BEGIN

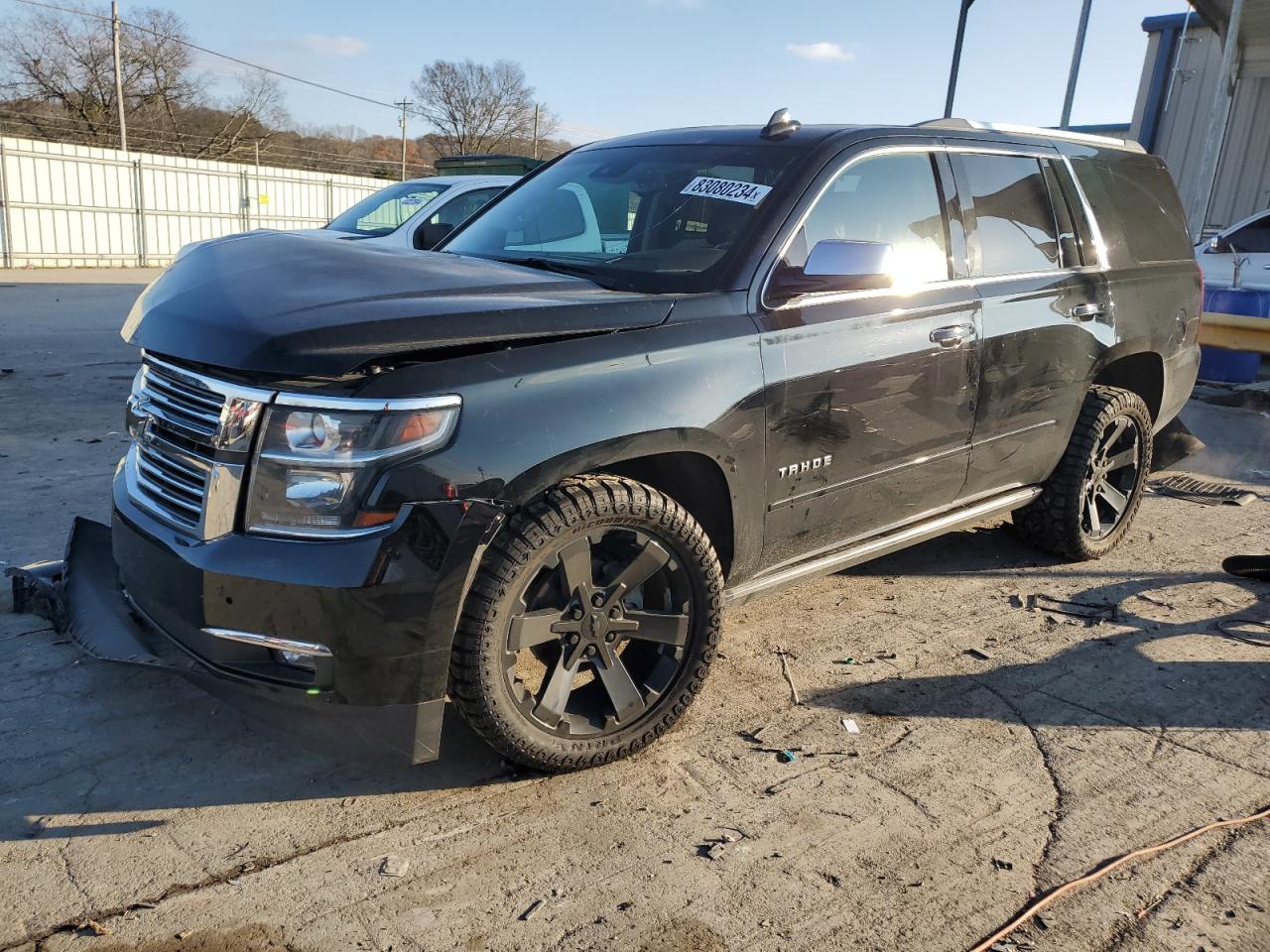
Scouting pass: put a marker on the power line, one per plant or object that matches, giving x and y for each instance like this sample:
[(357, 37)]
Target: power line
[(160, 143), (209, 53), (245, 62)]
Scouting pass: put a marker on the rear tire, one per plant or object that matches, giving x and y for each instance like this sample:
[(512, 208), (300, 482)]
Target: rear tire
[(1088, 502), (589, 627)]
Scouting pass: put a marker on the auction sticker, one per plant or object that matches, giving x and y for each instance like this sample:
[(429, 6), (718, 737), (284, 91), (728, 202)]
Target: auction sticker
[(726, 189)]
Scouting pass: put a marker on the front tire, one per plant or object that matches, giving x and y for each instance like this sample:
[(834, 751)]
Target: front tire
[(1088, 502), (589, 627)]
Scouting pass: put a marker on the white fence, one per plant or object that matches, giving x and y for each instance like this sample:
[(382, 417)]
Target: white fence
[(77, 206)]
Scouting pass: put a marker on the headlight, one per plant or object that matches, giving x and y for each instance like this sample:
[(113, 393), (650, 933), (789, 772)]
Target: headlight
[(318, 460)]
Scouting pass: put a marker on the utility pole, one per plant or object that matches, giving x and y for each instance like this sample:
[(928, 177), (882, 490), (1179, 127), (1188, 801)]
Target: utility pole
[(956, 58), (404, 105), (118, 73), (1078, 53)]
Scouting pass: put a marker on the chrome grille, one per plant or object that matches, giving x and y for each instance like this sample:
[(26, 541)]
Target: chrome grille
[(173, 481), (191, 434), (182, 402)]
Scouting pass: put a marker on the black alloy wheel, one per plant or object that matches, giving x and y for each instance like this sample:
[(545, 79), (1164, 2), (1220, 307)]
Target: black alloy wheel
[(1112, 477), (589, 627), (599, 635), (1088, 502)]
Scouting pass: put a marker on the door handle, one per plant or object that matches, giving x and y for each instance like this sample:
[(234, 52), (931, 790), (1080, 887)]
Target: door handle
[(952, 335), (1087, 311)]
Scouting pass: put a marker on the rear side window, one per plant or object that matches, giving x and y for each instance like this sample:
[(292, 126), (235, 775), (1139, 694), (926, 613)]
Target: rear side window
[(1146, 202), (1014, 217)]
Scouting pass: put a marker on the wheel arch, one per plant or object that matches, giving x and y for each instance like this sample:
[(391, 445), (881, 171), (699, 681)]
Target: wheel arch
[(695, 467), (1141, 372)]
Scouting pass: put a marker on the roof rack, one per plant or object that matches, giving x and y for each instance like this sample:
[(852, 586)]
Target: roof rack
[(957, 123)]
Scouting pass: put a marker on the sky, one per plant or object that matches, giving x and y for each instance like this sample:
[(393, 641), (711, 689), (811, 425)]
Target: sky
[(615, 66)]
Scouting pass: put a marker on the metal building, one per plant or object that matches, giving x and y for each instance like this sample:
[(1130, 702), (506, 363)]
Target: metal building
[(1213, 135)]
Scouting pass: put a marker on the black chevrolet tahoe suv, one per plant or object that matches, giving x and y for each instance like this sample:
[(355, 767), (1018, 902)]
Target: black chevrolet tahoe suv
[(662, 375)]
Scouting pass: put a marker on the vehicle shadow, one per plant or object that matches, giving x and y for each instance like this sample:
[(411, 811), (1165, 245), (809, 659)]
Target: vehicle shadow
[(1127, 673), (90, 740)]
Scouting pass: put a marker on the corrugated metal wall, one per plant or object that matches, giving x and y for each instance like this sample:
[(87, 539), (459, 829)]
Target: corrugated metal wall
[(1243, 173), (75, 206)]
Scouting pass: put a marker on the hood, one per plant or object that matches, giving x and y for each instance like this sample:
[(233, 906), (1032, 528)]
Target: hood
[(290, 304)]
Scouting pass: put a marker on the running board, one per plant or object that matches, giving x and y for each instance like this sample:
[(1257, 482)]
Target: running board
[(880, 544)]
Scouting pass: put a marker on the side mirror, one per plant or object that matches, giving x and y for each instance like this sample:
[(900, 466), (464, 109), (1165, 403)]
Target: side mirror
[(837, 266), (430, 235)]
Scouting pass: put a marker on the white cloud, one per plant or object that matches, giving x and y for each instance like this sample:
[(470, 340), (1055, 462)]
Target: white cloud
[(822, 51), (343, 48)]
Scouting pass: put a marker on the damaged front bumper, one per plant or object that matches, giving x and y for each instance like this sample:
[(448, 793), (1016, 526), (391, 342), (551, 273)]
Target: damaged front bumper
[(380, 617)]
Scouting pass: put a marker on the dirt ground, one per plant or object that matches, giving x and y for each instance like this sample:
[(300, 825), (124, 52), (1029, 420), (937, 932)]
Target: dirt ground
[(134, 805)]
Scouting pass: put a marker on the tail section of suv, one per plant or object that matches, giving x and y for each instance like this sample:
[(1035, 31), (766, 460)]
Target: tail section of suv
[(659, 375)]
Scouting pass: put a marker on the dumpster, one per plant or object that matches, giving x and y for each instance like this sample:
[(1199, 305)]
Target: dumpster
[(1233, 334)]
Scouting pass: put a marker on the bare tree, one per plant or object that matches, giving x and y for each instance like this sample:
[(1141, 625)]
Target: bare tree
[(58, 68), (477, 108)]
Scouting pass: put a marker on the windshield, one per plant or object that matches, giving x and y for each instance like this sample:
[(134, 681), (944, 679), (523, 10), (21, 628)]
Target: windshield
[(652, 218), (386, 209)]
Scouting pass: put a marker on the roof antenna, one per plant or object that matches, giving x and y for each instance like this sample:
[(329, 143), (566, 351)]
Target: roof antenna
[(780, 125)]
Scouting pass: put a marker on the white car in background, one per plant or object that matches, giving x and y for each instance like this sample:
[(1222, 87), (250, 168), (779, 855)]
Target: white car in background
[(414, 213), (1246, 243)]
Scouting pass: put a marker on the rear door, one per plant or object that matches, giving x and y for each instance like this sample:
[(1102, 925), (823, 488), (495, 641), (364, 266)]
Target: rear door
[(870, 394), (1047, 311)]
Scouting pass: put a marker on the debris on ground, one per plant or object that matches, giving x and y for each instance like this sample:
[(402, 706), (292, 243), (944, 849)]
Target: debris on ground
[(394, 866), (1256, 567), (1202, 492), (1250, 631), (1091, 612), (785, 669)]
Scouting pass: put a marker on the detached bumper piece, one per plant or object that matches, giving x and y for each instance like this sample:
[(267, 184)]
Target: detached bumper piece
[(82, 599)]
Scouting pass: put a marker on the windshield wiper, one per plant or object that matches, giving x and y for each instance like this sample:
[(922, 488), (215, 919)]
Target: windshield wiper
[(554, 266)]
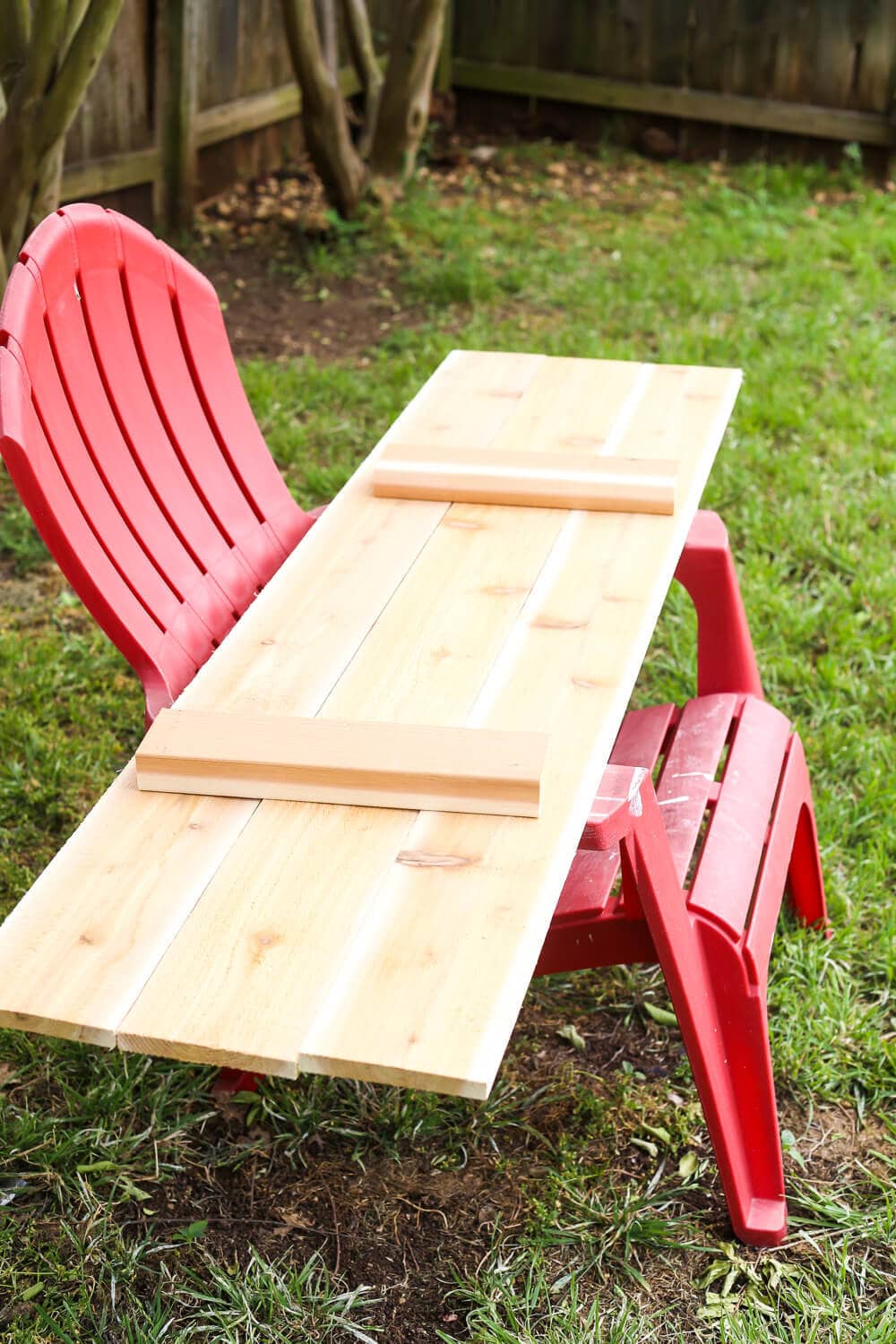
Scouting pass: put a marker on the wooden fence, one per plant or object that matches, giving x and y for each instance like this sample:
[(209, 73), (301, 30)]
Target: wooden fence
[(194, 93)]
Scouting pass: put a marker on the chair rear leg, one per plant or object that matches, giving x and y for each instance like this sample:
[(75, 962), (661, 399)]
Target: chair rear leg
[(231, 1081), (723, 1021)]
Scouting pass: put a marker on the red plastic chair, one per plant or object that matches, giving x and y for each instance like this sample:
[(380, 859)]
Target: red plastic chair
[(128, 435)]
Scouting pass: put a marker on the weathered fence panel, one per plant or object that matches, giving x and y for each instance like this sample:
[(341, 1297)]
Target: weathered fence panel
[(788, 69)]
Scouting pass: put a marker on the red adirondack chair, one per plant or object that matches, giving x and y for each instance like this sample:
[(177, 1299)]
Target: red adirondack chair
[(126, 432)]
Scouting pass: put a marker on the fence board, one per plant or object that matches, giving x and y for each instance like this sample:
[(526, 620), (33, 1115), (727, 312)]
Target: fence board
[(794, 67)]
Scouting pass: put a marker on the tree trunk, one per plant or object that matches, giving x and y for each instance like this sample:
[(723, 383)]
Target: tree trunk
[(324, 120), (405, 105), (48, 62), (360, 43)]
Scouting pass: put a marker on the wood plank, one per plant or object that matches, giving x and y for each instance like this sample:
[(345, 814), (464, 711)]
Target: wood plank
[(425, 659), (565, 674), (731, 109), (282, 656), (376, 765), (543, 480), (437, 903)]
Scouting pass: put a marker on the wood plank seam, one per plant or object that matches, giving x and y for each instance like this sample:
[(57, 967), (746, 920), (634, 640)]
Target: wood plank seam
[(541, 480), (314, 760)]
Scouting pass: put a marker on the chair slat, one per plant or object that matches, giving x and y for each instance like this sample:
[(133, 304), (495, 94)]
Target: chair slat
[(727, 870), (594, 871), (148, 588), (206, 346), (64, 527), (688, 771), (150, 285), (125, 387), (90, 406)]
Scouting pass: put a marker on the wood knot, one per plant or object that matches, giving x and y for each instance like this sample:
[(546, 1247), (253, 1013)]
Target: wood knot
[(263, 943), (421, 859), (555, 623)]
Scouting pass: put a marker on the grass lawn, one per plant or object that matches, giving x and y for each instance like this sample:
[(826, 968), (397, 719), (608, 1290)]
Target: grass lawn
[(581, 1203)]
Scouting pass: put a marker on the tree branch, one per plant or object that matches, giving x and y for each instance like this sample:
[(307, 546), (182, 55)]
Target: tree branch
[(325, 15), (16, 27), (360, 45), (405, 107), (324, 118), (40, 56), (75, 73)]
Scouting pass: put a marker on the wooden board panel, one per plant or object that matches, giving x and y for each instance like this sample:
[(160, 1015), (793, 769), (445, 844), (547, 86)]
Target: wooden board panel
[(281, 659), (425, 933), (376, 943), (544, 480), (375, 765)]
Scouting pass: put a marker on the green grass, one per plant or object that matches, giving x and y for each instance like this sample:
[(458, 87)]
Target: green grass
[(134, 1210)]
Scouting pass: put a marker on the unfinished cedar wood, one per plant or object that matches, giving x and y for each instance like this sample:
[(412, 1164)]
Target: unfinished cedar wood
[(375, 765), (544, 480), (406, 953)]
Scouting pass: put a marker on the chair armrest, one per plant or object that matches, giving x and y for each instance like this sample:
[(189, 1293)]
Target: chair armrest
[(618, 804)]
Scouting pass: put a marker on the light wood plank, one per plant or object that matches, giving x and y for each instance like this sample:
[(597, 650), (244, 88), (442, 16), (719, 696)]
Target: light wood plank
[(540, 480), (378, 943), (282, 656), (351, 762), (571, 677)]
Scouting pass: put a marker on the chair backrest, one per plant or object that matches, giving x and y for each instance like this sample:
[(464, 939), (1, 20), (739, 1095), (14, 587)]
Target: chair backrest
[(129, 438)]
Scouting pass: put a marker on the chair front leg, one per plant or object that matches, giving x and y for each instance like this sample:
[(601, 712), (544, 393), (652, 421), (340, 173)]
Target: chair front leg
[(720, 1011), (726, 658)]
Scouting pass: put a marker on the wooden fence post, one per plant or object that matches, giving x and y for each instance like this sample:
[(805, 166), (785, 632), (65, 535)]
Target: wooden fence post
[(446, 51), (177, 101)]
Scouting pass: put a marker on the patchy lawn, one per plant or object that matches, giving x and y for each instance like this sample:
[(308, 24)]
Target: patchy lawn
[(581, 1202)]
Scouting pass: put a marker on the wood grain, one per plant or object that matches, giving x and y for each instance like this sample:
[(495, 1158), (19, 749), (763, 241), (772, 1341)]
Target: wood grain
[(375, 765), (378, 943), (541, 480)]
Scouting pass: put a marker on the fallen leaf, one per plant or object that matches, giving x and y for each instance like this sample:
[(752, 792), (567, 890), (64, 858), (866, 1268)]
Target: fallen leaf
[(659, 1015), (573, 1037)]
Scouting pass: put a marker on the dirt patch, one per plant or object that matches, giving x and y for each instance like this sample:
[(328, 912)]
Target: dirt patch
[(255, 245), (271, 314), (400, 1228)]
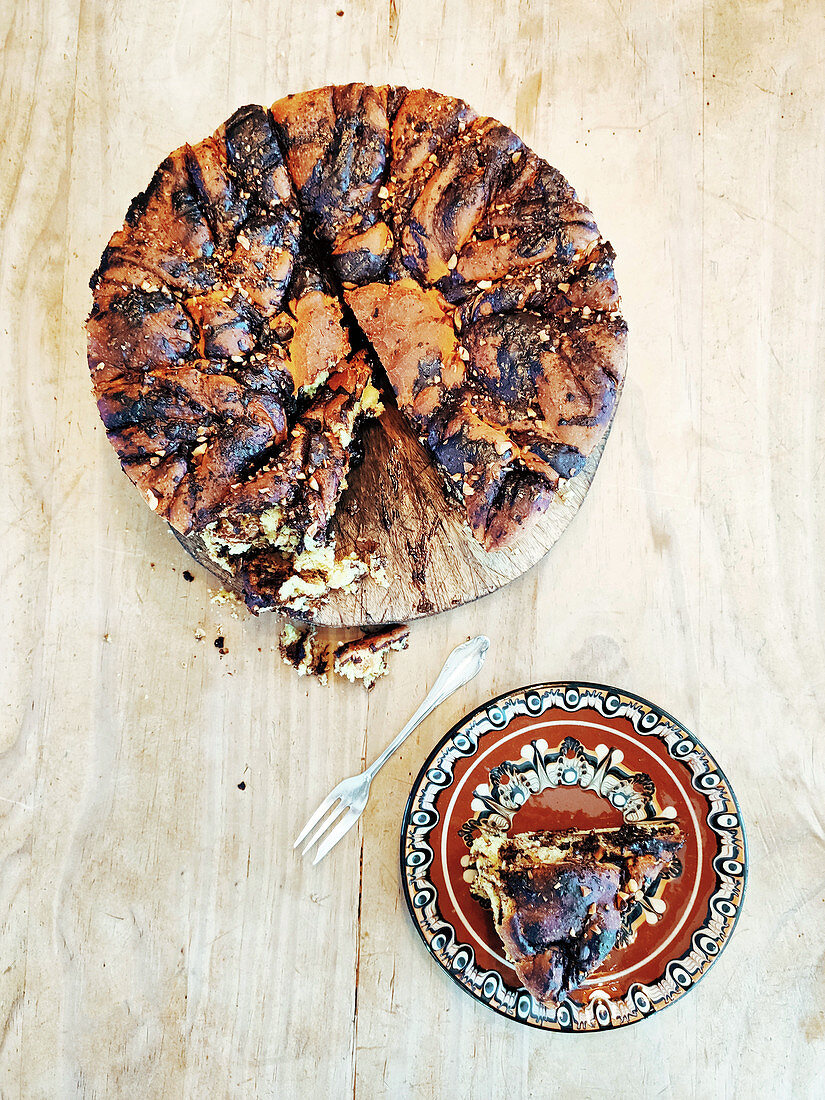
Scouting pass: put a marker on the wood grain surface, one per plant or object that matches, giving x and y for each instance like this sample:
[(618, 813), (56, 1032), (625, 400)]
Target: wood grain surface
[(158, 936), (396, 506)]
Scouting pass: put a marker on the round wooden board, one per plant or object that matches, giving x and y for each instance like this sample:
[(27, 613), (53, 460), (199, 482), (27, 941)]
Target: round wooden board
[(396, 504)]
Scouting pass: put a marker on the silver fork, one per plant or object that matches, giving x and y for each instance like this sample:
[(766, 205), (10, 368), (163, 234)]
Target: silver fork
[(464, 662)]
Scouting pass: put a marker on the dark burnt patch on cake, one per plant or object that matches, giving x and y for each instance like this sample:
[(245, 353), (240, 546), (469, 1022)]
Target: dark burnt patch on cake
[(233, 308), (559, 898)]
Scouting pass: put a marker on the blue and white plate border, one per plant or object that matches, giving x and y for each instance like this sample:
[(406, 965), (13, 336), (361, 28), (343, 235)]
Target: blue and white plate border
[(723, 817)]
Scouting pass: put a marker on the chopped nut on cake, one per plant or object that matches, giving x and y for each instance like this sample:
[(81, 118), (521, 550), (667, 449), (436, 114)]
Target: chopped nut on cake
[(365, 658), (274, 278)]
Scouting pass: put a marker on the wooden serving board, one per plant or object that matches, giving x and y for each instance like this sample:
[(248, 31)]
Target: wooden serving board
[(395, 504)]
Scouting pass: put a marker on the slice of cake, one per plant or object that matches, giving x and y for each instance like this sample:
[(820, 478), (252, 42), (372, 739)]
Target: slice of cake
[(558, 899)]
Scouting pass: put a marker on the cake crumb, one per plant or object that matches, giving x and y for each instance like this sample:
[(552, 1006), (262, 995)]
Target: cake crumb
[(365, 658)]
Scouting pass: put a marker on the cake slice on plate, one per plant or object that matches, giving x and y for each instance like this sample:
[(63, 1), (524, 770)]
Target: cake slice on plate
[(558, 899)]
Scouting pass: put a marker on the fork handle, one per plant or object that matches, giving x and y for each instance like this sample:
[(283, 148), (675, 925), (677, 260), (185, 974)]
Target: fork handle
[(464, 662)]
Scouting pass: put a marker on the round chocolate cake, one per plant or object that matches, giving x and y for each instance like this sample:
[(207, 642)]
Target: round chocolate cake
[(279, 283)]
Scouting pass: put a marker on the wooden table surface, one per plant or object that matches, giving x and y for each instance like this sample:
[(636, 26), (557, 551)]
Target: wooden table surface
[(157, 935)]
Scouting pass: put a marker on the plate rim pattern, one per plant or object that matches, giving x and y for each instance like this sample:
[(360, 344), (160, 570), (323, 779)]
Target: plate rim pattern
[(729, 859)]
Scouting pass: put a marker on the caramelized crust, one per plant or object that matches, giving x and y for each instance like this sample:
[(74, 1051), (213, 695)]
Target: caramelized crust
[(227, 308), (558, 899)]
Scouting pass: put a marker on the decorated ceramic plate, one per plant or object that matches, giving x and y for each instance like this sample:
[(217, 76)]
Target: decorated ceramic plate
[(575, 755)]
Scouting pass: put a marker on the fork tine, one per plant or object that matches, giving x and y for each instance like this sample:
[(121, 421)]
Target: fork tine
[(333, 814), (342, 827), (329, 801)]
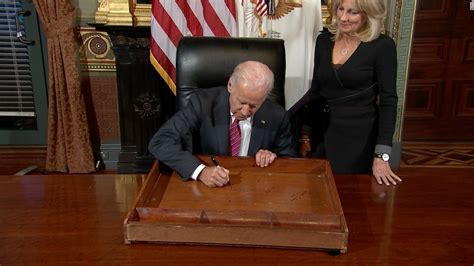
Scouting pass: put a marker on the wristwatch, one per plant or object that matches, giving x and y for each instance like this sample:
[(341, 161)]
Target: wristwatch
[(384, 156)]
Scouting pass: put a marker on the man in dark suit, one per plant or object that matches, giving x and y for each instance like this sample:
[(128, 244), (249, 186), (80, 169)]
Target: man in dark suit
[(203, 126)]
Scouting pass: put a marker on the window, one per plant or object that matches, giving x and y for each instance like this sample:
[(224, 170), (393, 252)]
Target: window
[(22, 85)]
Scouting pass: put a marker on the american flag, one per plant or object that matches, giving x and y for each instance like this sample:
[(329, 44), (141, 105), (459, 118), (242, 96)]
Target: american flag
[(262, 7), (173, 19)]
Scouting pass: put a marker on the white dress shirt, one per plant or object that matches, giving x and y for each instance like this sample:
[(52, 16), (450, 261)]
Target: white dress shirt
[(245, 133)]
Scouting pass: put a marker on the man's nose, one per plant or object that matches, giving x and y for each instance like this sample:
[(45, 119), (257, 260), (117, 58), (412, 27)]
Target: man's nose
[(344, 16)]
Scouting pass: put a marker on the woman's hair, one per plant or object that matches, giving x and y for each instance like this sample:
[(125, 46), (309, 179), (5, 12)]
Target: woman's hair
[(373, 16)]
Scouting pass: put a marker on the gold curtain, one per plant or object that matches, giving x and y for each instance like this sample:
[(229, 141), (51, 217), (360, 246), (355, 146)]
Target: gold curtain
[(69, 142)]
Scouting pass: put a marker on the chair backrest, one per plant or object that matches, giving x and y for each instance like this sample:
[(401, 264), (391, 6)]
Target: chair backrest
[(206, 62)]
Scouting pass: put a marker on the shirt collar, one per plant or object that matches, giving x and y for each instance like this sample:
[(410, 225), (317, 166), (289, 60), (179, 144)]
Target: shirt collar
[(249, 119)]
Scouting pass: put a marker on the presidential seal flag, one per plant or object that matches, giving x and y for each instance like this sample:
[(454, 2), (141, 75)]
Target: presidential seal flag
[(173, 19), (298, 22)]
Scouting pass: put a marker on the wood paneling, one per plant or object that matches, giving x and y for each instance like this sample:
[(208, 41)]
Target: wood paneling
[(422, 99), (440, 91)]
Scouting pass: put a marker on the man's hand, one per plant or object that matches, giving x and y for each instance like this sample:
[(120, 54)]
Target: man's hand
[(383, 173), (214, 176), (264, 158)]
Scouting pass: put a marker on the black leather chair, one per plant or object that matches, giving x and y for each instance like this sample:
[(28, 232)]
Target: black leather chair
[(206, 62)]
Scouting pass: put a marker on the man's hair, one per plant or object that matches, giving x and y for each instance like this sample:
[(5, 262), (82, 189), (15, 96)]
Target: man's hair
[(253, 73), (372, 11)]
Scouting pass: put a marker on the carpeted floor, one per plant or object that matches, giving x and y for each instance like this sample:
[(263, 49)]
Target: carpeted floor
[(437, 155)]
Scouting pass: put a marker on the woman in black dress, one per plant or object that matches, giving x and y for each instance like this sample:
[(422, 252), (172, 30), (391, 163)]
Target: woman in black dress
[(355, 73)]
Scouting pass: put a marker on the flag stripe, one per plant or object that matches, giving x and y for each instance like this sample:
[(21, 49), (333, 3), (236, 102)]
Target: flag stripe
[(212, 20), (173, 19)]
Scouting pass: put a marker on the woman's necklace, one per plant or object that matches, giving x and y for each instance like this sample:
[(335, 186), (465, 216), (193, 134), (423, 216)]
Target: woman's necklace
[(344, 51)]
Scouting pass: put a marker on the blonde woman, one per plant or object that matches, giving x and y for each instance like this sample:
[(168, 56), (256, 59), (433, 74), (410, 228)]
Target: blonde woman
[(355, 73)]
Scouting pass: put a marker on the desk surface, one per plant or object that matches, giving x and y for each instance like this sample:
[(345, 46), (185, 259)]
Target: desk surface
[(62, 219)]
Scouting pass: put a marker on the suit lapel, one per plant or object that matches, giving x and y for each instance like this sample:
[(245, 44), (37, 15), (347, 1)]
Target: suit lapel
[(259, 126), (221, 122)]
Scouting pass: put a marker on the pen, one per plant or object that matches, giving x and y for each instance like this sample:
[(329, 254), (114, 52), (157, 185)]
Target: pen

END

▶ **Do this**: Rewrite the rows from the line with "Scouting pass: put a marker on the running" to the line with "[(134, 805)]", replacing "Target" with "Label" and leaving everything else the same. Return only those lines.

▶ **Task response**:
Scouting pass: put a marker on the running board, one per plant or object that matches, giving x and y for each instance like this sample:
[(1257, 482)]
Label: running board
[(880, 544)]
Scouting pass: put a marker on the side mirror, one per plant or object that matches, giving x and y for each instance like this sample:
[(900, 466), (464, 109), (1165, 403)]
Label: side mirror
[(837, 266), (430, 235)]
Scouting pass: put a marker on the white cloud, one per plant or object that matches, giving x and y for each instance like this sample:
[(470, 340), (1055, 462)]
Label: white cloud
[(822, 51), (343, 48)]
Scouting pass: put a marker on the damaged front bumper, one per plant or object that matches, giving x and y for each instance like this sample:
[(448, 793), (1016, 526), (391, 342), (551, 273)]
Label: damaged front bumper
[(380, 617)]
Scouting pass: put a marker on the dirt ground, one per plant or object that matches, giving x and y for each instance like this sample:
[(300, 825), (124, 52), (1029, 420), (937, 932)]
Label: dirt ground
[(134, 805)]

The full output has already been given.